____ EXCERPT TO READ

Daredevil Movie Review

Daredevil Movie Still

An unremarkably routine superhero movie based on the cult-favorite comic book about a satanically-costumed blind vigilante, "Daredevil" plays like a C-grade grad project for a night school course called Superhero Filmmaking 101.

Faithful to his inspiration -- the era of "Daredevil" issues written by "Batman" revitalizer Frank Miller and comic-crazy film director Kevin Smith -- in several important details, writer-director Mark Steven Johnson's one stroke of true genius comes in the pulses of fluid, misty, ghostly imagery he uses to depict the sightless crime fighter's enhanced ability to "see" through sound waves and smells.

But most of the picture apes its action style -- and many whole fight scenes -- from last year's "Spider-Man." It has the same ineffectual opening voice-over, the same unconvincingly CGI-assisted rooftop leaping and building-swinging (Daredevil uses a grappling-hook-modified walking cane instead of spider-webbing) and its hero has the same slow-mo back-flip method of dodging weapons thrown by villains.

Ben Affleck, whose already stilted acting is further handicapped by staring into space all the time to simulate his character's blindness, gives a C-minus performance as the flick's homogenized hero. By day he's Matt Murdock, a lawyer for innocent underdogs and pro-bono cases (whose financially pinched firm can somehow still afford brand new flat-panel computers). By night he battles injustice and struggles wearily with his humanity, his superhero responsibilities and, of course, his own dark side.

________

_STATED TASK A_
According to the Daredevil review, what does Daredevil use instead of spider-webbing?
_STATED TASK B_
Copy everything in the Daredevil review from "Ben Affleck, whose" down to "own dark side.".
_STATED TASK C_
Proceed with the Daredevil movie review from the point where it stops.
The lines after this point are separate material with no connection to the Daredevil review.

____ SUPPLIED ENTRIES

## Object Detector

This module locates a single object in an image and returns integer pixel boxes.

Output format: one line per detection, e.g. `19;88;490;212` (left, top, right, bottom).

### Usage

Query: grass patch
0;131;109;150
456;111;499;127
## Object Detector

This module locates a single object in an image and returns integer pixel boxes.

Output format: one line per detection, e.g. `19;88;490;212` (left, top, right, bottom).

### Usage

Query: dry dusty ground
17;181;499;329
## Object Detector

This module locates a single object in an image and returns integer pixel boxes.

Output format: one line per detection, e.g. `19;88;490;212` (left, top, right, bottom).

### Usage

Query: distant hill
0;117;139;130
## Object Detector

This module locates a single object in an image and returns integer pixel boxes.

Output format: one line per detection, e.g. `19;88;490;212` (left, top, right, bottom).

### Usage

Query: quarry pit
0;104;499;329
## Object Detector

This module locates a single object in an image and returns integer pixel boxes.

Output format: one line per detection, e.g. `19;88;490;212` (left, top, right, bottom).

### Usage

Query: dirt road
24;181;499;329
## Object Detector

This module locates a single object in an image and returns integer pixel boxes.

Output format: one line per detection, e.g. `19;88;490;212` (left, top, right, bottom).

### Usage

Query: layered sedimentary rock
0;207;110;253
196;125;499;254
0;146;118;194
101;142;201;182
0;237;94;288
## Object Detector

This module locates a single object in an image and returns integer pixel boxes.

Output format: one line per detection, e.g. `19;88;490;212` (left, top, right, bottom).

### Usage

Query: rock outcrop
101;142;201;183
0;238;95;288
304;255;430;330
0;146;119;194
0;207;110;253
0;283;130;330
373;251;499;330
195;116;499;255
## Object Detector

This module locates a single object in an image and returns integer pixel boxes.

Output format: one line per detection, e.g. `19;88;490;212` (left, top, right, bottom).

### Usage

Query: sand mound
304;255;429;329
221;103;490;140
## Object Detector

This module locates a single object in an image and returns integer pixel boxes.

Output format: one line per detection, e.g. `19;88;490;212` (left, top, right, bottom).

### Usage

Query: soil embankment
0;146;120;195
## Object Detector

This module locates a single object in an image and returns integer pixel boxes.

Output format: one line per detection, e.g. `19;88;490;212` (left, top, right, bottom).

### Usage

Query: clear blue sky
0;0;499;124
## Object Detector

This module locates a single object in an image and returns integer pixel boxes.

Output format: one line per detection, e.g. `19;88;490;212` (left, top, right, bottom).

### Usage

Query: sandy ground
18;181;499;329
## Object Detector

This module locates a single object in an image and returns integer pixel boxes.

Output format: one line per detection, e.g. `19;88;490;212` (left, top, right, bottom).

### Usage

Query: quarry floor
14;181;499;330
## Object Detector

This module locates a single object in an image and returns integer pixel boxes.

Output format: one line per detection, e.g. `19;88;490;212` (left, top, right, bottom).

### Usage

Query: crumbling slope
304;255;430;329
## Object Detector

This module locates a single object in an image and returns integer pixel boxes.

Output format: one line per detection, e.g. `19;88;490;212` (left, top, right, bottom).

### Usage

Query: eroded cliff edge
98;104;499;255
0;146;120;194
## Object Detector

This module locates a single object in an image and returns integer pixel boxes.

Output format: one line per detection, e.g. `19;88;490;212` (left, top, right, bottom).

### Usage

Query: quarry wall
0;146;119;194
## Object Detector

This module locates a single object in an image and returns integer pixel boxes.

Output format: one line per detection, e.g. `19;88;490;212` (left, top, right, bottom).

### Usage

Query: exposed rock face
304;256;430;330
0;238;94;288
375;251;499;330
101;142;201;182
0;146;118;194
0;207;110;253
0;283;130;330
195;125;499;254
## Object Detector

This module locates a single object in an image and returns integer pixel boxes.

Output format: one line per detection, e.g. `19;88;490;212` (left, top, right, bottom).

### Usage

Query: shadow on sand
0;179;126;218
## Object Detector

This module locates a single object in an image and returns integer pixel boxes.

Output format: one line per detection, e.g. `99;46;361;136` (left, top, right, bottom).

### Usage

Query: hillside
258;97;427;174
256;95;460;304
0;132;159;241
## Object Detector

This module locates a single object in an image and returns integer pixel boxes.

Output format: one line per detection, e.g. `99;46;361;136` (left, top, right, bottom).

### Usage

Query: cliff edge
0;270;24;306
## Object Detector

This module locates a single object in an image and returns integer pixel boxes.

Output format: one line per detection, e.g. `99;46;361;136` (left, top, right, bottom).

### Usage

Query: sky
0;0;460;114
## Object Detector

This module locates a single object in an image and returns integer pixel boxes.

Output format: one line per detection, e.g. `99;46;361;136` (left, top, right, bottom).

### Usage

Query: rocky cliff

________

_RESULT A_
A grappling-hook-modified walking cane.

_RESULT B_
Ben Affleck, whose already stilted acting is further handicapped by staring into space all the time to simulate his character's blindness, gives a C-minus performance as the flick's homogenized hero. By day he's Matt Murdock, a lawyer for innocent underdogs and pro-bono cases (whose financially pinched firm can somehow still afford brand new flat-panel computers). By night he battles injustice and struggles wearily with his humanity, his superhero responsibilities and, of course, his own dark side.

_RESULT C_
Colin Farrell ("The Recruit") earns a B-plus and makes Affleck look like a prop with his ravenous scenery-chewing as psychotic assassin Bullseye, who sports a design of targeting crosshairs burned into his bald head. He's been hired by uber crime boss Kingpin (a ruthless but dapper colossus played by Michael Clarke Duncan) to kill a disposable, one-scene business partner (Erick Avari) and his sexy daughter -- played by Jennifer Garner (TV's "Alias"), who warrants the movie's only A grade.

She acts circles around the entire cast as Elektra Natchios, who becomes both Matt Murdock's lover and Daredevil's kung-fu-kicking, Sai-sword-wielding sworn enemy when she mistakenly thinks he killed her father. Garner displays more subtle, visceral emotion in one unguarded romantic moment -- standing on a rooftop in the rain as a blank-faced Affleck touches her cheek -- than her co-star does in the entire picture. But the poor actress is fighting an uphill battle.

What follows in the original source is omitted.